#### Prompt
Every record must appear in your reply exactly as written.

........

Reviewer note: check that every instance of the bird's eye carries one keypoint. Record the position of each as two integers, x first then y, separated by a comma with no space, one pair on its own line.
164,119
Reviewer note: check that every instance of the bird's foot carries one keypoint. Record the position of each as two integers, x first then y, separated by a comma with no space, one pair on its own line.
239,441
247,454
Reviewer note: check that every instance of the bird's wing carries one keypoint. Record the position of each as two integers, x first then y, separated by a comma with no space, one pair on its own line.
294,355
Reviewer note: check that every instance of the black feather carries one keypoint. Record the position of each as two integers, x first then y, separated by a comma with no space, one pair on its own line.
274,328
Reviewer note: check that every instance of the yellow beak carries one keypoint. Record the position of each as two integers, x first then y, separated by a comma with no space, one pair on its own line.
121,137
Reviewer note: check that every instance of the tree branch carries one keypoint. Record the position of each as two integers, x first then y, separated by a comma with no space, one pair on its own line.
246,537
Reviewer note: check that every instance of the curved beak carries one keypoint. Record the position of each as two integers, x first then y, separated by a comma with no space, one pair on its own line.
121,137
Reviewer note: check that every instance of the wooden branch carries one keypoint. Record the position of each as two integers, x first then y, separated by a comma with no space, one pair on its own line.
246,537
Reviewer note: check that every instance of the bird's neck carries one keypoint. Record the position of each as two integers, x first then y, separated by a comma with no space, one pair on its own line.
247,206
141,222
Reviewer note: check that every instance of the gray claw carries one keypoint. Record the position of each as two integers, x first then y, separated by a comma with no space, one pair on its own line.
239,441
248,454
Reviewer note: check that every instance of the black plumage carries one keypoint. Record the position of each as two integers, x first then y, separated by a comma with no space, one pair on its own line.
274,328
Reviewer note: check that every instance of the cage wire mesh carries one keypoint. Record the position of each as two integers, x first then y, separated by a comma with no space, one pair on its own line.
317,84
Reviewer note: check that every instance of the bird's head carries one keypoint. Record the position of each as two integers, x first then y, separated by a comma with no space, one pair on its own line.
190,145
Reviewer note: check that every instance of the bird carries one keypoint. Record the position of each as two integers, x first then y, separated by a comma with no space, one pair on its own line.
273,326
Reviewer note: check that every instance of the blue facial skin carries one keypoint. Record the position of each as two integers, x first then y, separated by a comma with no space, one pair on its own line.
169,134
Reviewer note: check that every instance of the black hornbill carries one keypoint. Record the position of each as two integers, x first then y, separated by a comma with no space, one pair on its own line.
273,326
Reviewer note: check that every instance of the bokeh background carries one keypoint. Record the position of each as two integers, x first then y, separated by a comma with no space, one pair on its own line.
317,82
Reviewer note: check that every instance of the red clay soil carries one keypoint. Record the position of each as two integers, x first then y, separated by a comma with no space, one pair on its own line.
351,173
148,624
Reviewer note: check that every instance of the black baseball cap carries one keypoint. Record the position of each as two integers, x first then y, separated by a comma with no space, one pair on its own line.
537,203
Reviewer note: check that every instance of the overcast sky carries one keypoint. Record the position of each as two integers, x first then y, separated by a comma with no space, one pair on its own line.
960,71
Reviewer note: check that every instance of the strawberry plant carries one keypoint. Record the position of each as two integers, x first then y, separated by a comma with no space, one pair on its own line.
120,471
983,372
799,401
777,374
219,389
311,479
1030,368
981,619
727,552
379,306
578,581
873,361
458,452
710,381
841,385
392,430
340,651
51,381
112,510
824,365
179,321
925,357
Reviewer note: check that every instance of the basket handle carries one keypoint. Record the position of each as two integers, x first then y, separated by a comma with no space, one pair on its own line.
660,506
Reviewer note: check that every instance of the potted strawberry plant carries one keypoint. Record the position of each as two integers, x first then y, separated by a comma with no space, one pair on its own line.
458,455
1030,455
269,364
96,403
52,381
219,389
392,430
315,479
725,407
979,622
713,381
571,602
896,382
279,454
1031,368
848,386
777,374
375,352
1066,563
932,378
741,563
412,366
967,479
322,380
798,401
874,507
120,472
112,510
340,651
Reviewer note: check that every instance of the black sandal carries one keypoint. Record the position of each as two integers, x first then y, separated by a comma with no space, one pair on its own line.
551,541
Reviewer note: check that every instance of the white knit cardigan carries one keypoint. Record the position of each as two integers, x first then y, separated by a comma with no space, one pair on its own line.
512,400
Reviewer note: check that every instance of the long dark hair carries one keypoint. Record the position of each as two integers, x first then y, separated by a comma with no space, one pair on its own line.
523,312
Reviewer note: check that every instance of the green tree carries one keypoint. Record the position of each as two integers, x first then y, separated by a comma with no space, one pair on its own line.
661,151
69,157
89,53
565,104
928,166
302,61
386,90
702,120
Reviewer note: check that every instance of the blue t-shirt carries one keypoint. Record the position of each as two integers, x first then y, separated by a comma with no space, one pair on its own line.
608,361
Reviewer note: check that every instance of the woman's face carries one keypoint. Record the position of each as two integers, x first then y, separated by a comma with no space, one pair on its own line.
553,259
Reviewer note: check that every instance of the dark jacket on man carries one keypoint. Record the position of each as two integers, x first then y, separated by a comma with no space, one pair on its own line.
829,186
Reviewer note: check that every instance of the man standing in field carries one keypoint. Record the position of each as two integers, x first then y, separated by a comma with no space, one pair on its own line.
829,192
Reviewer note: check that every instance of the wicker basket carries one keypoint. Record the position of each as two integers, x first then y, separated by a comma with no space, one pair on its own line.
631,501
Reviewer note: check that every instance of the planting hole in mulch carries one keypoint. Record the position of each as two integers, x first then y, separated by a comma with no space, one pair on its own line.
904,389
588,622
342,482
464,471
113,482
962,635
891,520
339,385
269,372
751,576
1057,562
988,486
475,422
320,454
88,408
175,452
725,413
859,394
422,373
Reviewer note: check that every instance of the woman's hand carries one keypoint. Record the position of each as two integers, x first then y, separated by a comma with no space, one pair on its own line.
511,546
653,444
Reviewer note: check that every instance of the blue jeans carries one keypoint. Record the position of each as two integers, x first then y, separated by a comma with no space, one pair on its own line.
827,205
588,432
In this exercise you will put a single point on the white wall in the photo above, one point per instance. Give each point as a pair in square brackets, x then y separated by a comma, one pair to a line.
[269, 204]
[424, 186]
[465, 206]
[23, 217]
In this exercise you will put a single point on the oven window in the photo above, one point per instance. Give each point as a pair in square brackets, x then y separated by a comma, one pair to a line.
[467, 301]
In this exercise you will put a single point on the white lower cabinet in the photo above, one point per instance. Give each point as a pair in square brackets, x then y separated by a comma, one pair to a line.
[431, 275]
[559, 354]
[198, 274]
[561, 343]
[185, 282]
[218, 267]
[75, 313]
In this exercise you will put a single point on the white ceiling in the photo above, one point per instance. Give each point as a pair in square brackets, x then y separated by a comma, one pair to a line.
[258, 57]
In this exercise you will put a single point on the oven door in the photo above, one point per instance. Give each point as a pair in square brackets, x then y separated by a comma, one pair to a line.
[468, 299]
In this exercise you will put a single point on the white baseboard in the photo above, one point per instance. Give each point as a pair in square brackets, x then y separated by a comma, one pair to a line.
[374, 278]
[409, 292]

........

#### Result
Reviewer note: check that every instance of the bird's eye carries one keypoint. Record the position of each as two integers, x first then y, separated by a comma with no space, one pair on its own line.
164,119
Reviewer note: check that every instance of the bird's foot carries one keypoint. Record the position of each as two integers, x first then y, separated by a comma with no space, one pair on its own line.
239,441
247,454
Reviewer note: check that every instance of the bird's wing carries one keypoint. Record the position of each as two integers, x first then y, separated by a comma with no space, one pair on its own line.
294,355
Reviewer note: check that every instance of the black feather carries one keypoint. Record the position of each as two integers, x first then y, separated by a comma with no space, one pair on its own line.
274,328
Reviewer note: check that every instance of the yellow beak carries one keypoint. Record the position of each as two integers, x first then y, separated by a comma with no space, one pair on its own line.
121,137
Reviewer note: check that every instance of the tree branch carries one keypoint. Record the position of each as two integers, x first then y, separated by a comma with no space, one pair on its own line.
246,537
Reviewer note: check that every instance of the curved beak carries one keypoint. Record the position of each as two integers, x first then y, separated by a comma with no space, one pair on its own line.
121,137
Reviewer note: check that every instance of the wooden branch carries one keypoint. Record the position of each as two integers, x first then y, separated by a comma with no space, one pair on its own line.
246,537
Reviewer note: check that every instance of the bird's neck carries one keypoint. Record the position of each as two integers, x first then y, separated by a comma with no space, one pair on its own line.
247,206
141,222
Reviewer note: check that every instance of the gray claw carries one keypoint. Record the position of each as two integers, x first then y, separated by a comma with no space, one pair on its own line.
239,441
248,454
Reviewer note: check that every instance of the black plumage carries one keypoint. Record the position of each as two integers, x first then y, separated by a comma with no space, one pair on its own line.
274,328
Reviewer note: check that every instance of the cage wire mesh carries one keypoint. Record the position of each as two integers, x first then y, separated by a comma with no space, one pair on its own line.
317,84
Reviewer note: check that every instance of the bird's head carries one keypoint. Record the position of each as two integers, x first then y, separated by a comma with no space, one pair on its own line.
190,145
Reviewer note: check that every instance of the bird carries one keypoint. Record the position of each as two integers, x first then y, separated by a comma with no space, one pair on its own line.
273,326
Reviewer note: check that every instance of the blue facial skin carries one keypoint. Record the position of each as two integers, x first then y, separated by a comma with no space, one pair on its own line.
169,134
Reviewer note: check that every instance of the black hornbill carries one keypoint. Record the position of each as two integers, x first then y, separated by a comma with no space, one pair on its own line.
273,326
Reviewer note: check that every instance of the bokeh background carries one keypoint. Record the position of each as two integers, x first then y, separated by a comma with no space, one pair on its own line.
317,82
Reviewer note: check that every instance of the red clay soil carries one keypoint. Record the position of each as two integers, x first then y, separated by a comma with no space, one pair on its own line.
351,173
148,624
Reviewer note: check that every instance of the black baseball cap carries one keypoint. Record the position of each as two integers, x first then y, separated by a comma with no space, one pair on its own line.
537,203
Reviewer note: check that every instance of the overcast sky carries one keypoint. Record the position of each as two integers, x first then y, separated by a comma with no space, one pair on its own line.
960,71
Reviewer note: check that every instance of the strawberry plant carries one keypoint. Record the position of each as two integers, x first then y, separated by a comma with no space, one pair on its own line.
120,471
983,372
799,401
777,374
219,389
311,479
1030,368
981,619
727,552
379,306
578,581
873,361
458,452
710,381
841,385
392,430
340,651
51,381
112,510
824,365
179,321
925,357
Reviewer note: check that every instance of the basket handle carries one keypoint. Record the position of each as two integers, x first then y, separated by a comma with no space, one pair on its own line.
660,506
Reviewer note: check that every instance of the potted strawberry plant carries one keypoint. Record the position of each as two integers, x first then y, separated by a comma with no space, one pair on its own line.
458,455
1030,455
269,364
96,403
52,381
219,389
392,430
315,479
725,407
979,622
713,381
571,602
896,382
279,454
1031,368
848,386
777,374
375,352
1066,563
932,378
741,563
412,366
967,479
322,380
798,401
874,507
120,472
112,510
340,651
Reviewer note: check that every instance of the black sandal carries one keypoint. Record the position of each as two integers, x first then y, separated by a comma with no space, one pair on its own line.
551,541
Reviewer note: check that every instance of the white knit cardigan carries one keypoint. Record the position of each as two integers, x first then y, separated by a comma with no space, one pair on its own line.
512,400
Reviewer note: check that every instance of the long dark hair carries one keypoint. Record the position of each as two integers, x first then y, separated by a comma with no space, one pair on its own line.
523,312
Reviewer note: check that every instance of the green tree carries one keypoint. Record the position of each as two integers, x first then y, separated by a comma with no space, one pair on its own line.
661,151
69,157
89,53
565,104
928,166
302,61
386,90
702,120
Reviewer note: check that every instance of the blue t-shirt carries one keypoint. Record the position of each as two integers, x first then y, separated by a comma with no space, one pair on its own line.
608,361
Reviewer note: check that every instance of the woman's face carries one keypoint. Record the position of each as two integers, x first then y, separated by a comma with no space, one pair on its own line.
553,259
Reviewer note: check that every instance of the dark jacket on man carries one keypoint. Record the position of each as two integers, x first then y, separated by a comma with no space, one pair on its own line.
829,186
Reviewer note: check that every instance of the man standing in field carries one keypoint. Record the position of each as two integers, x first then y, separated by a comma with no space, one pair on its own line.
829,192
Reviewer note: check that every instance of the wicker basket carries one keypoint. Record the position of each as two integers, x first then y, separated by a comma with no space, one pair on its own line.
631,501
Reviewer note: check that every instance of the planting hole in mulch carries one keypoint. Record the position of each as two integers, x first then y, separated by a comma with no space, one pair on its own line.
904,389
588,622
342,482
464,471
113,482
962,635
891,520
339,385
269,372
751,576
1057,562
988,486
475,422
320,454
88,408
175,452
725,413
859,394
422,373
Reviewer note: check that every instance of the woman's hand carries one keypoint. Record the position of each as two integers, x first then y, separated by a comma with no space, one pair on its own line.
511,546
653,444
Reviewer note: check that every instance of the blue jeans carries one keypoint. Record the position of each as two integers, x first then y, separated by a comma with no space, one pair on its own line.
827,205
588,432
In this exercise you will put a single point on the white wall in the photo above, one point per instance. Give each point as a pair in square brackets, x then y separated by a comma, one pair to a line.
[269, 204]
[424, 186]
[465, 206]
[23, 217]
In this exercise you will put a single point on the oven window in the photo above, one point per instance. Give each point as a pair in square brackets, x then y separated by a comma, one pair to a line.
[467, 301]
In this exercise you will put a single point on the white lower cabinet in the photo above, one point per instance. Give each point as a pair in square brackets, x then y separated by a comma, one pair to a line.
[431, 275]
[559, 354]
[198, 274]
[561, 343]
[185, 282]
[218, 267]
[75, 313]
In this exercise you will put a single point on the white ceiling in the photo above, one point per instance. Give each point as a pair in square brackets, x then y separated by a comma, one pair to a line.
[258, 57]
In this exercise you will put a single point on the oven door in the photo above, one point per instance. Give each point as a pair in square brackets, x then y separated by a comma, one pair to a line.
[468, 299]
In this exercise you will put a single point on the white baseboard in the photo above, one point per instance. Give each point as a pair in square brackets, x then y separated by a comma, one pair to a line.
[374, 278]
[409, 292]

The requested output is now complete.